start Data in this exercise
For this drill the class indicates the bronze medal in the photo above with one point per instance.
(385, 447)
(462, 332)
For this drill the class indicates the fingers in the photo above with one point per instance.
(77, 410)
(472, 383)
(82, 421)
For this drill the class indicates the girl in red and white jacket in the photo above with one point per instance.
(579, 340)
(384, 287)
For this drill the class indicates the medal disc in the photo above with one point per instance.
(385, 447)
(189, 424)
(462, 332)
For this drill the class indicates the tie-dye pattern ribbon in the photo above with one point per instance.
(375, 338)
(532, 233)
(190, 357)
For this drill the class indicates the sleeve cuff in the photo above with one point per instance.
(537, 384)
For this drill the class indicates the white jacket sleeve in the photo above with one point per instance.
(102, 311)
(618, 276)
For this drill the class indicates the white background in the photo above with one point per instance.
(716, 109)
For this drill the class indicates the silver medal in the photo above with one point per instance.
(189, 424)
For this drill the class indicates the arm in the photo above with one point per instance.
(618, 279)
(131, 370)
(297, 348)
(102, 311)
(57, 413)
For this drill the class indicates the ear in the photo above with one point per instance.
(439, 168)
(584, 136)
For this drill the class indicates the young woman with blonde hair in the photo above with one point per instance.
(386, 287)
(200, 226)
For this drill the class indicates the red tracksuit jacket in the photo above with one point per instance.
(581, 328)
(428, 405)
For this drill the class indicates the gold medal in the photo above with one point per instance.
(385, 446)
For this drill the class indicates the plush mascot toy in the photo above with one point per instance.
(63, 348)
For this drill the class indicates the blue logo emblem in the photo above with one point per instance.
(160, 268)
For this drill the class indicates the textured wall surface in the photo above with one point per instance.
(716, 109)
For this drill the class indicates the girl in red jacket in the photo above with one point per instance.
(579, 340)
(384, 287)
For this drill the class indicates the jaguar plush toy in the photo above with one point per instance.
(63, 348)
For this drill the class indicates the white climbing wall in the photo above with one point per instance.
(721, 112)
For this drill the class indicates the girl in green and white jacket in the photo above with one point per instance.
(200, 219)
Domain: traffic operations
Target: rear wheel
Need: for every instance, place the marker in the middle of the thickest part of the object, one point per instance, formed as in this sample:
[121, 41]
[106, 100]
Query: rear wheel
end Data in this exercise
■ Work to complete
Reproduce every line of the listing above word for word.

■ Full solution
For this drill the class indicates the bronze medal in the photo above with one point per instance.
(385, 447)
(462, 332)
For this drill the class indicates the fingers in the photo above with one point per instance.
(77, 410)
(472, 383)
(82, 421)
For this drill the class indicates the girl in red and white jacket in the photo above with one point per instance.
(579, 340)
(384, 287)
For this drill the class indicates the medal disc in the photo above with one point per instance.
(385, 447)
(189, 424)
(462, 332)
For this drill the class indicates the tie-dye pattern ribbon in the photo above with one point per instance.
(375, 338)
(532, 233)
(190, 357)
For this drill the class indicates the sleeve cuff in the photo above with one point per instance.
(537, 384)
For this drill the class indicates the white jacket sleeve in the photo above with one point per instance.
(102, 311)
(618, 276)
For this drill the class indicates the white background in the photo above with one point per instance.
(716, 109)
For this drill the class indicates the silver medal in the photo above with one point per instance.
(189, 424)
For this drill the class indicates the arm in the photo above with one point per instance.
(618, 279)
(131, 370)
(297, 348)
(102, 311)
(57, 413)
For this drill the class indicates the ear in the photo above with one point per instance.
(439, 168)
(584, 136)
For this drill the class indicates the young woman with blonde hair in the photo above with one point per instance.
(386, 287)
(200, 226)
For this drill the class indicates the red tracksuit jacket in the photo above with one point per instance.
(581, 328)
(428, 405)
For this drill the class indicates the gold medal in the photo above with one point per instance.
(385, 446)
For this drill the class indicates the plush mascot toy in the photo above with one point per instance.
(63, 348)
For this drill the class indicates the blue logo emblem in the photo above with one point per instance.
(160, 268)
For this drill the class indicates the textured wall surface in the photo above with one point per instance.
(716, 109)
For this drill the class indicates the girl in red jacket in the photo above with one point per instance.
(579, 340)
(384, 287)
For this drill the class indicates the jaguar plush toy in the photo above with one point per instance.
(63, 348)
For this drill the class indicates the white climbing wall in the photo above with one point per instance.
(721, 112)
For this drill the class indicates the girl in green and white jacket in the photo above with one point per instance.
(200, 219)
Domain: traffic operations
Target: rear wheel
Need: for every instance, place the marker in the middle of the thickest part of the object, one point per instance, formed as in this sample:
[121, 41]
[106, 100]
Query: rear wheel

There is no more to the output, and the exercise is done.